_Extracted material:_
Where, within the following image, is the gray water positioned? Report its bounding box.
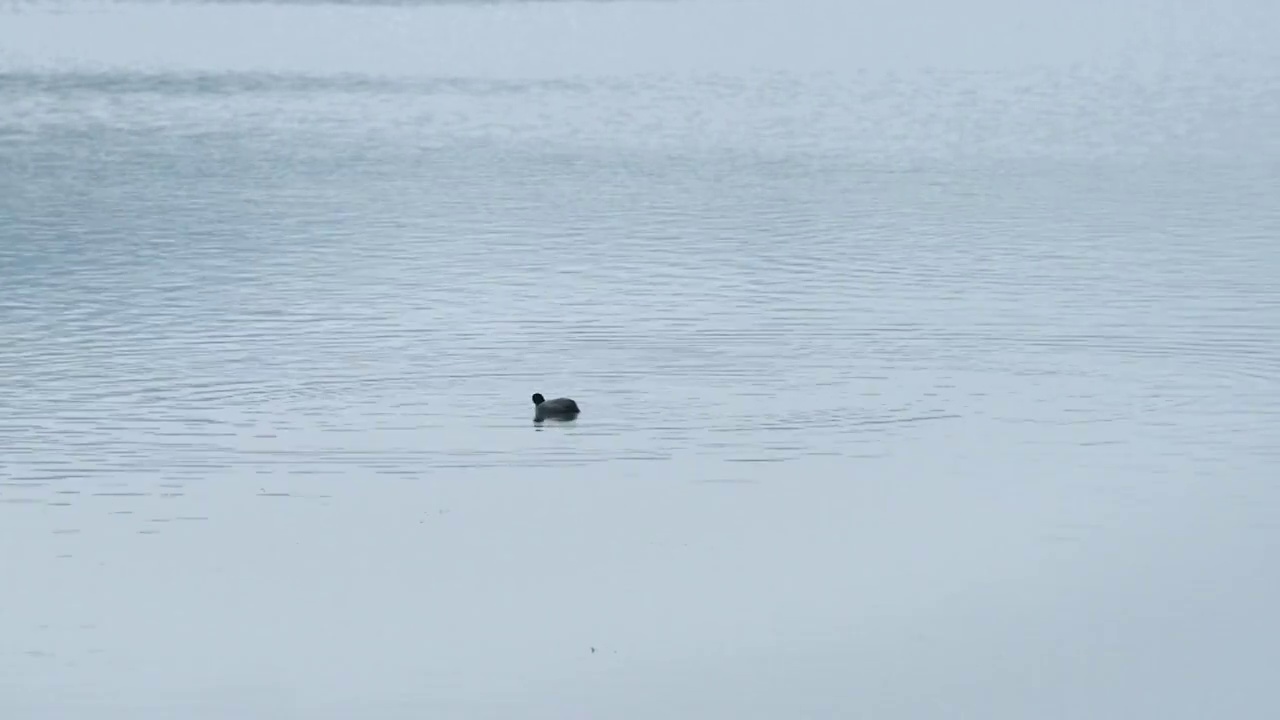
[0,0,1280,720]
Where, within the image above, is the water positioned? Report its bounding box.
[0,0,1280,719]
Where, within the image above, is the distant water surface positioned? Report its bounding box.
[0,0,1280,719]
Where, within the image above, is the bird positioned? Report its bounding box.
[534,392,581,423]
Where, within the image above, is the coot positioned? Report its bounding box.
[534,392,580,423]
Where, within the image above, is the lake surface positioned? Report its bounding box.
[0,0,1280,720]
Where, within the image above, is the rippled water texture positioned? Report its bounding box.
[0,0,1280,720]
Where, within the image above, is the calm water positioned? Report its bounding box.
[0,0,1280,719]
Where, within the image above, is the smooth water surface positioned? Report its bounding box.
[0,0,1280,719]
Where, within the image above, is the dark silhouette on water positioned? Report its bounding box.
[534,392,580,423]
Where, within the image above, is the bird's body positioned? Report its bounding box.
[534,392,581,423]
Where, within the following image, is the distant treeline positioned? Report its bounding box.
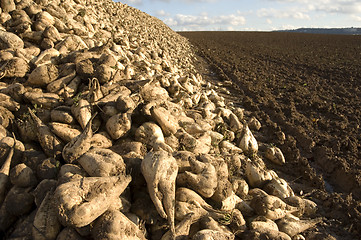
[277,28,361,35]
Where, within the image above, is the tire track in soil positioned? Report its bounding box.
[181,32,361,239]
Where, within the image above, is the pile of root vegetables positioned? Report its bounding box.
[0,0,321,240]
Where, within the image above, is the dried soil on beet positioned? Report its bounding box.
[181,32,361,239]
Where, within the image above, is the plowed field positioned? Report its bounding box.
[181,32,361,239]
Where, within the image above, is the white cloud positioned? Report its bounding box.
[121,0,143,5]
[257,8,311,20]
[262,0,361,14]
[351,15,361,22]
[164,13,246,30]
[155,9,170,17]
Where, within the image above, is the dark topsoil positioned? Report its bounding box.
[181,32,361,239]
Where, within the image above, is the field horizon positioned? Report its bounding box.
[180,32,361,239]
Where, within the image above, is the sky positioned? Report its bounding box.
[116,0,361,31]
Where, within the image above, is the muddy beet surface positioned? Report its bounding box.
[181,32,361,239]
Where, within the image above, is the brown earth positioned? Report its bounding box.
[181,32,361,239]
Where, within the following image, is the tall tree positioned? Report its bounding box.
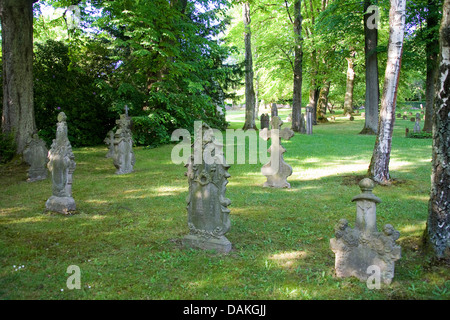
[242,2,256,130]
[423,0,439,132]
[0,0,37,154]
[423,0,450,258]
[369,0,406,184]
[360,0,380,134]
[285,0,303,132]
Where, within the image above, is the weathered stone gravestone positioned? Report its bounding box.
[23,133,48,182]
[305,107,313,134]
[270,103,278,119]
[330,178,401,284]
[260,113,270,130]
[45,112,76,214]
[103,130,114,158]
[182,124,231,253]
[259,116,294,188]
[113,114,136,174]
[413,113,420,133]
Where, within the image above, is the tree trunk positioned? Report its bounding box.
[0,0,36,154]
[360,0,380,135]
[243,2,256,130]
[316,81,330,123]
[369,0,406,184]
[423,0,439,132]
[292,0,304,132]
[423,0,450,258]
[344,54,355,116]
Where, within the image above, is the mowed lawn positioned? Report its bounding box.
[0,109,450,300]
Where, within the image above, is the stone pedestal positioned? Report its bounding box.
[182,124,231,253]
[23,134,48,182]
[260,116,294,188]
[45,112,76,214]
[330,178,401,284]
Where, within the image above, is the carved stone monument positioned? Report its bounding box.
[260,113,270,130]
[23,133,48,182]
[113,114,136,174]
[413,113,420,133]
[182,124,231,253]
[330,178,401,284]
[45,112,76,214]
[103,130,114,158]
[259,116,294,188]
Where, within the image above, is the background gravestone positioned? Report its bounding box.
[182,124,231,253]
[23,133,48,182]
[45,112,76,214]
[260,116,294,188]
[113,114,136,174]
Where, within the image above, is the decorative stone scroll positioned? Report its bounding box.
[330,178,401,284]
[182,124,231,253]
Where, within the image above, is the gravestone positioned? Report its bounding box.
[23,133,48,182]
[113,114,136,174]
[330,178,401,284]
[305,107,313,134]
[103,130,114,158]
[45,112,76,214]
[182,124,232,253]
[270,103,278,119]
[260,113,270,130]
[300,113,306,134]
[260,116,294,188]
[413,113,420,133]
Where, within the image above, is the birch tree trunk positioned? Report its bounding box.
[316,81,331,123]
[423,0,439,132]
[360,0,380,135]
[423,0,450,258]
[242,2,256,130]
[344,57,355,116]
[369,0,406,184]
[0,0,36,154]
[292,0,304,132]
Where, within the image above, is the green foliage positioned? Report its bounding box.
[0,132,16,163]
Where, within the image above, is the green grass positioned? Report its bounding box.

_Problem statement:_
Convert all of the material above into a JSON list of strings with one string per line, skipping blank lines and leaving out the pictures.

_Reply to the exercise:_
[
  "Where, within the following image, is the gray water positioned? Report its bounding box.",
  "[0,0,1280,720]",
  "Where, within the image above, is the water positioned? Report its bounding box.",
  "[0,0,1280,719]",
  "Where, within the image above, is the distant water surface positioned? Report its bounding box.",
  "[0,0,1280,719]",
  "Where, within the image above, is the bird positioned? Report its bounding box.",
  "[534,392,581,423]",
  "Where, within the image above, is the coot positioned? Report its bounding box.",
  "[534,392,580,423]",
  "Where, within the image above, is the lake surface positioned? Report its bounding box.",
  "[0,0,1280,720]",
  "Where, within the image above, is the rippled water texture positioned? Report its bounding box.",
  "[0,0,1280,720]",
  "Where, within the image above, is the calm water positioned? Report its bounding box.",
  "[0,0,1280,719]",
  "Where, within the image above, is the smooth water surface positioned? Report its bounding box.",
  "[0,0,1280,719]",
  "Where, within the image above, is the dark silhouette on water positioned? Report its bounding box.",
  "[534,392,580,423]",
  "Where, within the image above, is the bird's body positioned? Report its bounding box.",
  "[534,392,581,423]",
  "Where, within the following image, is the distant treeline positioned? Report its bounding box.",
  "[277,28,361,35]",
  "Where, within the image above, is the tire track in soil positioned? Report its bounding box.",
  "[181,32,361,239]",
  "Where, within the image above, is the pile of root vegetables positioned? Report its bounding box.",
  "[0,0,321,240]",
  "Where, within the image above, is the dried soil on beet positioned? Report its bounding box.",
  "[181,32,361,239]",
  "Where, within the image above, is the plowed field positioned? Report its bounding box.",
  "[181,32,361,239]",
  "Where, within the image above, is the white cloud positioned? Report its bounding box.",
  "[121,0,143,5]",
  "[257,8,311,20]",
  "[262,0,361,14]",
  "[351,15,361,22]",
  "[164,13,246,30]",
  "[155,9,170,17]",
  "Where, within the image above, is the dark topsoil positioned? Report its bounding box.",
  "[181,32,361,239]",
  "Where, within the image above, is the field horizon positioned? Report its bounding box.",
  "[180,32,361,239]",
  "Where, within the image above, is the sky positioned? Report its bounding box.",
  "[116,0,361,31]",
  "Where, within the image above, is the muddy beet surface positioned? Report its bounding box.",
  "[181,32,361,239]",
  "Where, within the image above, is the brown earth positioned? Report its bounding box.",
  "[181,32,361,239]",
  "Where, within the following image, is the tall tree positioned? Report its bounding box.",
  "[242,2,256,130]",
  "[423,0,439,132]",
  "[0,0,37,154]",
  "[423,0,450,258]",
  "[369,0,406,184]",
  "[360,0,380,134]",
  "[285,0,303,132]",
  "Where, within the image above, is the weathered stone gravestone positioned? Report its bounding box.",
  "[23,133,48,182]",
  "[305,107,313,134]",
  "[270,103,278,119]",
  "[330,178,401,284]",
  "[260,113,270,130]",
  "[45,112,76,214]",
  "[103,130,114,158]",
  "[182,124,231,253]",
  "[259,116,294,188]",
  "[113,114,136,174]",
  "[413,113,420,133]",
  "Where, within the image above, is the tree trunk positioned? Report its bounding box.",
  "[0,0,36,154]",
  "[360,0,380,135]",
  "[243,2,256,130]",
  "[316,81,330,123]",
  "[369,0,406,184]",
  "[423,0,439,132]",
  "[292,0,304,132]",
  "[423,0,450,258]",
  "[344,54,355,116]",
  "Where, within the image above, is the mowed lawn positioned? Report its bounding box.",
  "[0,109,450,300]",
  "Where, within the image above, is the stone pedestal positioned? Report its bounding box.",
  "[182,124,231,253]",
  "[23,134,48,182]",
  "[260,116,294,188]",
  "[45,112,76,214]",
  "[330,178,401,284]",
  "Where, within the image above, is the carved stone monument positioned? Report its bounding box.",
  "[260,113,270,130]",
  "[23,133,48,182]",
  "[113,114,136,174]",
  "[413,113,420,133]",
  "[182,124,231,253]",
  "[330,178,401,284]",
  "[45,112,76,214]",
  "[103,130,114,158]",
  "[259,116,294,188]",
  "Where, within the image above, is the background gravestone positioned? Report its bounding box.",
  "[182,124,231,253]",
  "[23,133,48,182]",
  "[45,112,76,214]",
  "[260,116,294,188]",
  "[113,114,136,174]",
  "Where, within the image above, is the decorative stone scroll positioned? Report its bounding box.",
  "[330,178,401,284]",
  "[182,124,231,253]",
  "Where, within the image above, is the gravestone positioned? Report its bounding box.",
  "[23,133,48,182]",
  "[113,114,136,174]",
  "[330,178,401,284]",
  "[305,107,313,134]",
  "[103,130,114,158]",
  "[45,112,76,214]",
  "[182,124,232,253]",
  "[270,103,278,119]",
  "[260,113,270,130]",
  "[300,113,306,134]",
  "[260,116,294,188]",
  "[413,113,420,133]",
  "Where, within the image above, is the birch tree trunk positioned? Report its bounding box.",
  "[316,81,331,123]",
  "[423,0,439,132]",
  "[360,0,380,135]",
  "[423,0,450,258]",
  "[242,2,256,130]",
  "[344,57,355,116]",
  "[369,0,406,184]",
  "[0,0,36,154]",
  "[292,0,304,132]",
  "Where, within the image above, is the green foliage positioned? Report its bounding box.",
  "[0,132,16,163]",
  "Where, within the image above, is the green grass positioned? Report its bounding box."
]